**EXERCISE DETAILS**. Return every line of the material below that contains the string "bearded".

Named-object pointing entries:
-- start --

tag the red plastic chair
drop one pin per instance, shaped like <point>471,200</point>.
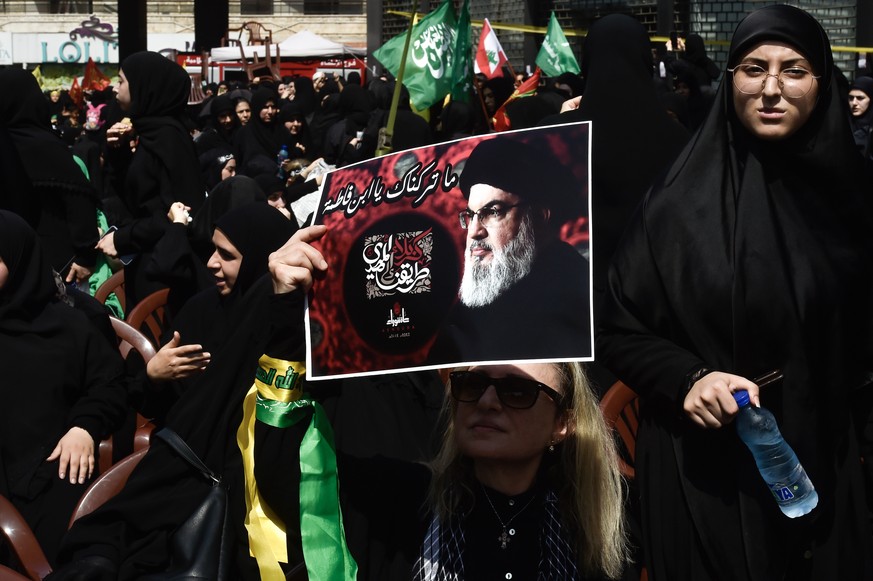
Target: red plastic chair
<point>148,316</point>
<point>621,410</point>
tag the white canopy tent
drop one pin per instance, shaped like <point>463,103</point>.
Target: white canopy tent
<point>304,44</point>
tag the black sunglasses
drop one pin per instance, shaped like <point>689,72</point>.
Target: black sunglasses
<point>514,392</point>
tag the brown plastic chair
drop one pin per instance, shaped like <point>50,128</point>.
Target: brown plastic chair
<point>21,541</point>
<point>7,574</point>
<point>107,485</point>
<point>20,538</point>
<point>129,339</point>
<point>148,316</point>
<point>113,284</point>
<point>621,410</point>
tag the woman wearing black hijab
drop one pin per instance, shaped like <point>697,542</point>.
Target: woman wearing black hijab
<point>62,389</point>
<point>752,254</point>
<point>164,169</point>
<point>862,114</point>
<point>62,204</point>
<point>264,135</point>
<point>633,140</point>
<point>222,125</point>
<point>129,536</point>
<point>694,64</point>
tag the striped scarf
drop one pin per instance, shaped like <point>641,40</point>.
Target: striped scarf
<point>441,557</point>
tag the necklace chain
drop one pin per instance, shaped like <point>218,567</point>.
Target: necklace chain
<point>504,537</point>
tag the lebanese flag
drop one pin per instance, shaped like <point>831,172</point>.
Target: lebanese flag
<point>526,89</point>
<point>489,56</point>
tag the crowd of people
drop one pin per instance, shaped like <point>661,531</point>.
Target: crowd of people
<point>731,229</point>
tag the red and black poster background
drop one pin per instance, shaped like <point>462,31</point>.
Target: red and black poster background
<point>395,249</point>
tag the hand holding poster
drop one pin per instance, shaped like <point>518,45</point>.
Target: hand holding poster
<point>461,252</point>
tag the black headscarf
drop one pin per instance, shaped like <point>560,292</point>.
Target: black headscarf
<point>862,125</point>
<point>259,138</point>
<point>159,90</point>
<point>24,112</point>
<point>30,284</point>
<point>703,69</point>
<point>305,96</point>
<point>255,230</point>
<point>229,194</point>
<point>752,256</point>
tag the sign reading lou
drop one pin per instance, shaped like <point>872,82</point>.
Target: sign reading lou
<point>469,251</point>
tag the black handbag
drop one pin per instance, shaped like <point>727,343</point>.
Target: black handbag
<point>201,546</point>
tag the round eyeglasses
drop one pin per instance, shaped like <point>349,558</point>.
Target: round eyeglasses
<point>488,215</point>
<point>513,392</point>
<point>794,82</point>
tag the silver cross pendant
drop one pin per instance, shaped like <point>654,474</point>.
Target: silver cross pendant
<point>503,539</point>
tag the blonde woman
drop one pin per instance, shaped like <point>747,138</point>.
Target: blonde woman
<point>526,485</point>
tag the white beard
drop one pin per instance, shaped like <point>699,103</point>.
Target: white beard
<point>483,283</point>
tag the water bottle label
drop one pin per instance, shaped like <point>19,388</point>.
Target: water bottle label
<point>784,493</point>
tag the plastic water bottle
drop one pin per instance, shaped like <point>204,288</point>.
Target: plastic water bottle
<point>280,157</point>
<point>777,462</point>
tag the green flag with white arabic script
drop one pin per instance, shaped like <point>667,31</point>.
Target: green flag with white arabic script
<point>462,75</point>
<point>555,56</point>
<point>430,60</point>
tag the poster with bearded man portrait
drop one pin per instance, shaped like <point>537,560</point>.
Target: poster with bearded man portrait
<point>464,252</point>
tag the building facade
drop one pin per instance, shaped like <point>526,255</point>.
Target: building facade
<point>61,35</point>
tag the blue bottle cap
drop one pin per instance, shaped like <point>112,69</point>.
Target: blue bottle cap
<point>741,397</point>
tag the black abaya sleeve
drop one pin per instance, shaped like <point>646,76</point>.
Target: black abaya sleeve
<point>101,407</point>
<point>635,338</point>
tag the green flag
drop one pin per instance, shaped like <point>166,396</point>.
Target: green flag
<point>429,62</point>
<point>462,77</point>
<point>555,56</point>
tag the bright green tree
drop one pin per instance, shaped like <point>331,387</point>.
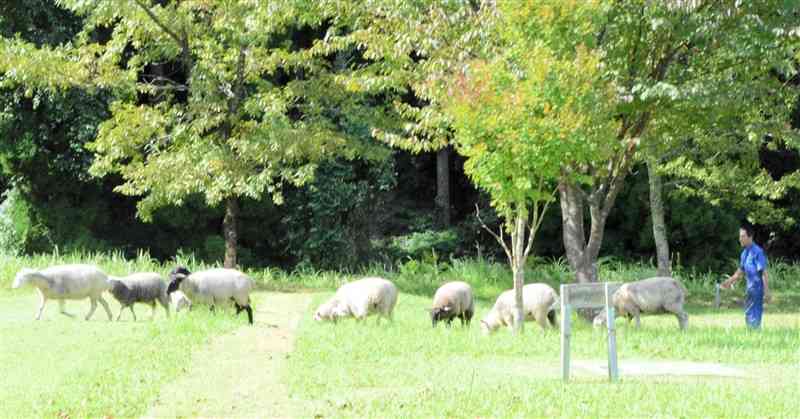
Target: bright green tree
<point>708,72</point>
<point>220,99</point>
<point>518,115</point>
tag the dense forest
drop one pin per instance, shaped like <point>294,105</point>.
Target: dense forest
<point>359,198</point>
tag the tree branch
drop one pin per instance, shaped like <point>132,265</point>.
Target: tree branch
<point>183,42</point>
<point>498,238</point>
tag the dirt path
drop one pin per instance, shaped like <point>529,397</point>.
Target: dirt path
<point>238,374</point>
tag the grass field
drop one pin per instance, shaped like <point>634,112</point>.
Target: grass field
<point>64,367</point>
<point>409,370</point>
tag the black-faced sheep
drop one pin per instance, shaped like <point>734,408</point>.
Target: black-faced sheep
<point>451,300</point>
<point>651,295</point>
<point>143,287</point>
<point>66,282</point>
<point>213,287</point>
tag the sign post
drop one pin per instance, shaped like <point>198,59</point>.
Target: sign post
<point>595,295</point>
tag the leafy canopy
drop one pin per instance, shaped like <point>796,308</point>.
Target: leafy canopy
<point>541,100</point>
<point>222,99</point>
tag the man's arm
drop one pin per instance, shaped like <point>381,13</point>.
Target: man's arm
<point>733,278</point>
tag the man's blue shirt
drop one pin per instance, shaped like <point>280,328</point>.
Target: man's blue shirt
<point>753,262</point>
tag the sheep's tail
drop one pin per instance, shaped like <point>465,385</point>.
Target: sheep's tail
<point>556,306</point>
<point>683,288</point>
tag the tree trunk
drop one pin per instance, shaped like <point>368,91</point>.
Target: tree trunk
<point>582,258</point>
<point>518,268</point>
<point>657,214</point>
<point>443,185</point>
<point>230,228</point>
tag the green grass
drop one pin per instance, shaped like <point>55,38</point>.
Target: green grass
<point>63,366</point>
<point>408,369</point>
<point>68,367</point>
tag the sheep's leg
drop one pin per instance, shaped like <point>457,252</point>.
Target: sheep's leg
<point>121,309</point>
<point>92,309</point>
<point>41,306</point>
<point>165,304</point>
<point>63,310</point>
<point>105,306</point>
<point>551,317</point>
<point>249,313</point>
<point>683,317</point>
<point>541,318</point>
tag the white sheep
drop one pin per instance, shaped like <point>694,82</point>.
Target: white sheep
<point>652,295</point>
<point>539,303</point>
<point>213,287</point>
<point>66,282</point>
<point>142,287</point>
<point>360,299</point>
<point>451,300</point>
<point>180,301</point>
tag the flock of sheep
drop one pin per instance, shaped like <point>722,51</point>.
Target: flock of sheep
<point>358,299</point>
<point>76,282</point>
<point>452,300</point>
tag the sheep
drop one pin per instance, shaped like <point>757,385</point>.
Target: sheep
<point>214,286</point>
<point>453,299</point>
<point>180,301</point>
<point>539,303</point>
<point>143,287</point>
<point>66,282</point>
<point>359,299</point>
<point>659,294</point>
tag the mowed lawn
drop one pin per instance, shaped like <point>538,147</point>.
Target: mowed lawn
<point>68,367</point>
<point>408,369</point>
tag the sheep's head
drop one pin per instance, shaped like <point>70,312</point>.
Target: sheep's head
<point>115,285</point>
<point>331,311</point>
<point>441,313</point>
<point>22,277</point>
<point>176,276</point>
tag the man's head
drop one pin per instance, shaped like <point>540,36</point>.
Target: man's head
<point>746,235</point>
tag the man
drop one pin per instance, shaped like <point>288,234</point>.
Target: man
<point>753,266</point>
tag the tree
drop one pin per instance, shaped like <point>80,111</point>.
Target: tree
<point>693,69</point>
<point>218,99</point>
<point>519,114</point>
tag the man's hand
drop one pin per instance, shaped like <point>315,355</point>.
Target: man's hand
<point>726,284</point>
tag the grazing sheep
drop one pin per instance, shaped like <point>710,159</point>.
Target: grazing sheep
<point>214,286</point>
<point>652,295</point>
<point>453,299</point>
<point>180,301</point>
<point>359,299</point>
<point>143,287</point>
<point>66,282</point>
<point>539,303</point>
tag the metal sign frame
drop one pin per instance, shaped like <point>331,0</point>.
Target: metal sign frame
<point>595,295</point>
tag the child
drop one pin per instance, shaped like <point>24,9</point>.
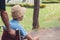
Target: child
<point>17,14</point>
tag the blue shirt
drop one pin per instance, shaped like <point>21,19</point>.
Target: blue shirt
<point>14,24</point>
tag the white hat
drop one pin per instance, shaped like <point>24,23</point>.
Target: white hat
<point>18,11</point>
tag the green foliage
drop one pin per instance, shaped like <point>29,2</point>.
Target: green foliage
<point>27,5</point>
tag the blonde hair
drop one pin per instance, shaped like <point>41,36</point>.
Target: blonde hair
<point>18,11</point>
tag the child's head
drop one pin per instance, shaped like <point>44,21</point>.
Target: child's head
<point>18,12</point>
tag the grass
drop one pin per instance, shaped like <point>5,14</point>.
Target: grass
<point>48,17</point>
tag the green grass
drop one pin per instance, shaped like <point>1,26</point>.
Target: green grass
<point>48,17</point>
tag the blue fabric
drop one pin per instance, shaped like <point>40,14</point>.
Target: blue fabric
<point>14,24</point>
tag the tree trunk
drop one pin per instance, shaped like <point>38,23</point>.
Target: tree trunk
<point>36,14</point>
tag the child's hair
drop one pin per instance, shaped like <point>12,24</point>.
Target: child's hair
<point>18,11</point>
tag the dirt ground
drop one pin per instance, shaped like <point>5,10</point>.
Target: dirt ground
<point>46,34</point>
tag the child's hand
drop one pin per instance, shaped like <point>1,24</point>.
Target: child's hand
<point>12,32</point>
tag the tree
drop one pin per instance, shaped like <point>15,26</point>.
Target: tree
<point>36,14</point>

-- end --
-- start --

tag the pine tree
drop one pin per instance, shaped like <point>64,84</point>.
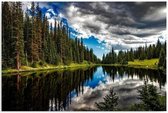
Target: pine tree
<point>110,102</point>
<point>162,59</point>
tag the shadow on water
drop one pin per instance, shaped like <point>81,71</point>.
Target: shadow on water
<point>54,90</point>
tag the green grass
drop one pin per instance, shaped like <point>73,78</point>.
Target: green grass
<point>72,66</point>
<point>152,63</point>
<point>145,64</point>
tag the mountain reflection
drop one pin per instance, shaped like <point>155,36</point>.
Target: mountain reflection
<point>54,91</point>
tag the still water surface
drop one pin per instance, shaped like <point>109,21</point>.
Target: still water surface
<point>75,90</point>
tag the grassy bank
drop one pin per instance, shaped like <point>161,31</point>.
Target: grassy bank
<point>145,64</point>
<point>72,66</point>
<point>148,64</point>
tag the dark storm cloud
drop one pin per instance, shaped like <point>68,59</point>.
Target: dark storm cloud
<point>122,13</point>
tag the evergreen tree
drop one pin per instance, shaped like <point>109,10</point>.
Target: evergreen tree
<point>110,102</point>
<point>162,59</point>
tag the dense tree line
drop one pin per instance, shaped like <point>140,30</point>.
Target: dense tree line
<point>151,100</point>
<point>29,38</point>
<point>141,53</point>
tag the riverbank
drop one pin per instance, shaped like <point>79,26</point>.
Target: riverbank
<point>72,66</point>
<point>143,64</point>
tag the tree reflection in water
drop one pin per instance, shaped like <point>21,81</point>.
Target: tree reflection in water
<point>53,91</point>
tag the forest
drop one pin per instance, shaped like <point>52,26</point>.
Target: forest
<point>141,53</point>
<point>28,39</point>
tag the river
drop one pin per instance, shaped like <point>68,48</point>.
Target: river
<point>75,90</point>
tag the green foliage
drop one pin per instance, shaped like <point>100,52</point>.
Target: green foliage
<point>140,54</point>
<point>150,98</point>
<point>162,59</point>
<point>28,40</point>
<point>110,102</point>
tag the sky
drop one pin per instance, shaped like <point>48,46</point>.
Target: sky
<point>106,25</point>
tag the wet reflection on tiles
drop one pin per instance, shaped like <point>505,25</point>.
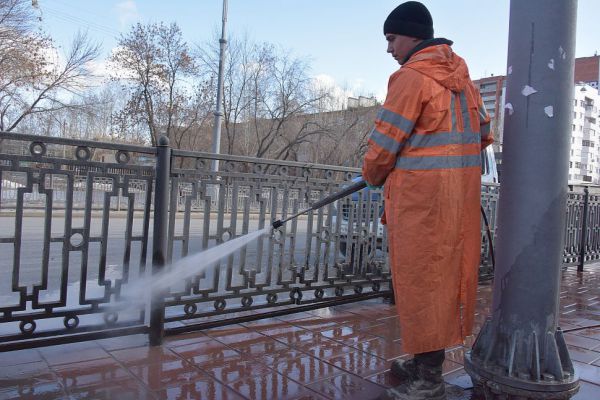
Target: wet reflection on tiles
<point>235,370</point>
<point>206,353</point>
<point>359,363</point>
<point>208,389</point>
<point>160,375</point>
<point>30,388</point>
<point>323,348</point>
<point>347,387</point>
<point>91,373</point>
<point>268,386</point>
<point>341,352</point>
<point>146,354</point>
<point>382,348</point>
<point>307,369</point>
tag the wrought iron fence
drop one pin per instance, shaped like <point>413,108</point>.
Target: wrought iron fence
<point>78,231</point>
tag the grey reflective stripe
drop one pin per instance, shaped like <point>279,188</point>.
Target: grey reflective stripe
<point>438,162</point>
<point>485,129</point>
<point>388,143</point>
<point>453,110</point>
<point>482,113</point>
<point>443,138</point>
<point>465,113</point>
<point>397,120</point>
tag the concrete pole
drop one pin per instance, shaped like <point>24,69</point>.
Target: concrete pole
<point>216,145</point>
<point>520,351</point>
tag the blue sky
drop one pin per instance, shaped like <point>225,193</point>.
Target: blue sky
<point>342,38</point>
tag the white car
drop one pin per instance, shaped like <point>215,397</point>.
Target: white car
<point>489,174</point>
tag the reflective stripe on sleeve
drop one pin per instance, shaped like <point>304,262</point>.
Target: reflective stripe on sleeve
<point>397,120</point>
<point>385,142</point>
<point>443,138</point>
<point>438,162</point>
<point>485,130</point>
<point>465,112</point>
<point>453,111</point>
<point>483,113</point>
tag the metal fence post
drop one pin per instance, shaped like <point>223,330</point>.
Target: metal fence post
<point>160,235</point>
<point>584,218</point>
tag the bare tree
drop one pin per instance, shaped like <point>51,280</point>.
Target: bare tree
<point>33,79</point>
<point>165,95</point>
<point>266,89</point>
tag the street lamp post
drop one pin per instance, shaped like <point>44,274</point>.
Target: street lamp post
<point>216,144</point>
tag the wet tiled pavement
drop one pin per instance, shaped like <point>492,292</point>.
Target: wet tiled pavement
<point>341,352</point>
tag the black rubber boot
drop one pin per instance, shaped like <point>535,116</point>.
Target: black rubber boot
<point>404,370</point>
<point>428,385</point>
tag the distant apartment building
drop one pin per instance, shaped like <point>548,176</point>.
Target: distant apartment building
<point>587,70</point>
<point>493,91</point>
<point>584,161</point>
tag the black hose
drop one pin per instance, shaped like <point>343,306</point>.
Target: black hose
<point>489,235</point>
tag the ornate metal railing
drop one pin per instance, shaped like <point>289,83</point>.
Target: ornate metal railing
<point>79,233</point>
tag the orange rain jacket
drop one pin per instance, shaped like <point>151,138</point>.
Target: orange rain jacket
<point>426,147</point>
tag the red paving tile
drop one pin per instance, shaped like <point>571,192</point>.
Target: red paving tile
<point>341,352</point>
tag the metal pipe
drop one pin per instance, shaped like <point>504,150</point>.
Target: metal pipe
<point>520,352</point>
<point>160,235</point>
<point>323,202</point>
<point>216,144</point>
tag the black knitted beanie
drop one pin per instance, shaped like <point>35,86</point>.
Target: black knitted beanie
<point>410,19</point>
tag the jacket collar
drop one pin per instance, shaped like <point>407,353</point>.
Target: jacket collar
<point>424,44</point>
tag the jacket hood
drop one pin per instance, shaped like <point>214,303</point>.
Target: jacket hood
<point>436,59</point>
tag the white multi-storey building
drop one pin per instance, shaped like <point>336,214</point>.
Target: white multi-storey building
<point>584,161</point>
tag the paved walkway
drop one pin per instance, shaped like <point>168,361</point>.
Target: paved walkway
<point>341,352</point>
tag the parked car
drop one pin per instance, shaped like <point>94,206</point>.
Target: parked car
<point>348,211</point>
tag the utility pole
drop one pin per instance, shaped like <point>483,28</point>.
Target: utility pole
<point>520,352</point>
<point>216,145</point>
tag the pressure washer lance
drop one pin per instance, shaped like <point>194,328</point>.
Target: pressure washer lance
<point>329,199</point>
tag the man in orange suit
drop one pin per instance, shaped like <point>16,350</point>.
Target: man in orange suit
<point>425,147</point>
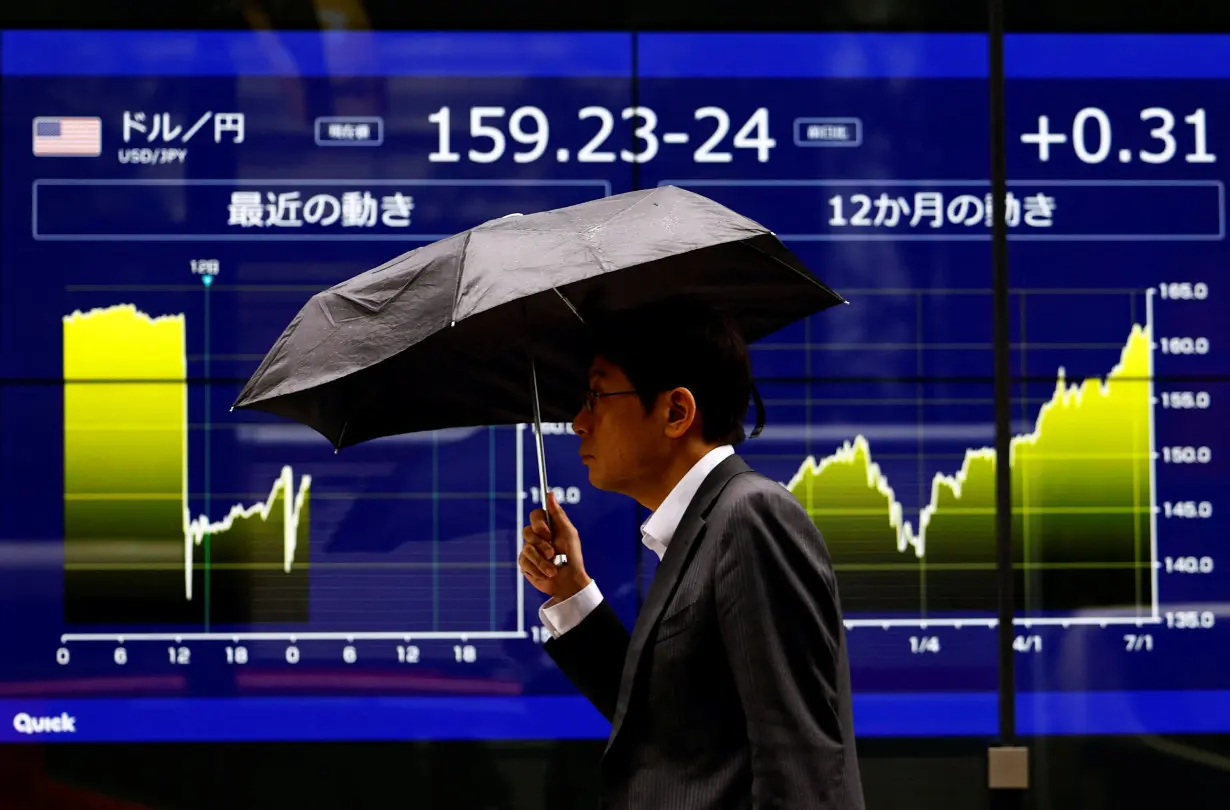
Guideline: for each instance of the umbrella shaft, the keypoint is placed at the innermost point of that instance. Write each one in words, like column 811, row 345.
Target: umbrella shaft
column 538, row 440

-- end --

**THE RESPONSE**.
tag the poster with bearded man portrait
Target: poster with bearded man portrait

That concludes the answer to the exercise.